___ Data shown ___

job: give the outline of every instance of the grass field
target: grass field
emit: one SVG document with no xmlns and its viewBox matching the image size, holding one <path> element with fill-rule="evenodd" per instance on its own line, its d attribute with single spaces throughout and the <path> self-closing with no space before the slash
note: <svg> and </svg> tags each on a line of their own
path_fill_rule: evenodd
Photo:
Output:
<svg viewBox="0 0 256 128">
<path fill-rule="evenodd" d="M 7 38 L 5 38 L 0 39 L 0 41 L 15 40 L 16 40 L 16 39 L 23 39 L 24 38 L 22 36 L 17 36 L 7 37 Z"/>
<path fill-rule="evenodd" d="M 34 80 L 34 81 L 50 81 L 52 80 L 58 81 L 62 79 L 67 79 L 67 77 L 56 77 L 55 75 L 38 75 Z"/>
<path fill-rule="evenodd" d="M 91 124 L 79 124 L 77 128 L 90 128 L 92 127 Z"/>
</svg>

___

▶ **Written request**: Please write out all of the material above again, line for line, without changing anything.

▶ **Solution for this problem**:
job: give the outline of every instance of the grass field
target: grass field
emit: one SVG document with no xmlns and its viewBox matching the image size, holding one <path> element with fill-rule="evenodd" per instance on its own line, its d attribute with single spaces throughout and the <path> self-closing with no space before the slash
note: <svg> and </svg> tags each on a line of their own
path_fill_rule: evenodd
Photo:
Output:
<svg viewBox="0 0 256 128">
<path fill-rule="evenodd" d="M 7 38 L 5 38 L 0 39 L 0 41 L 15 40 L 16 40 L 16 39 L 23 39 L 24 38 L 22 36 L 17 36 L 7 37 Z"/>
<path fill-rule="evenodd" d="M 34 80 L 34 81 L 50 81 L 52 80 L 58 81 L 62 79 L 67 79 L 67 77 L 56 77 L 55 75 L 38 75 Z"/>
<path fill-rule="evenodd" d="M 91 124 L 79 124 L 77 128 L 90 128 L 92 127 Z"/>
</svg>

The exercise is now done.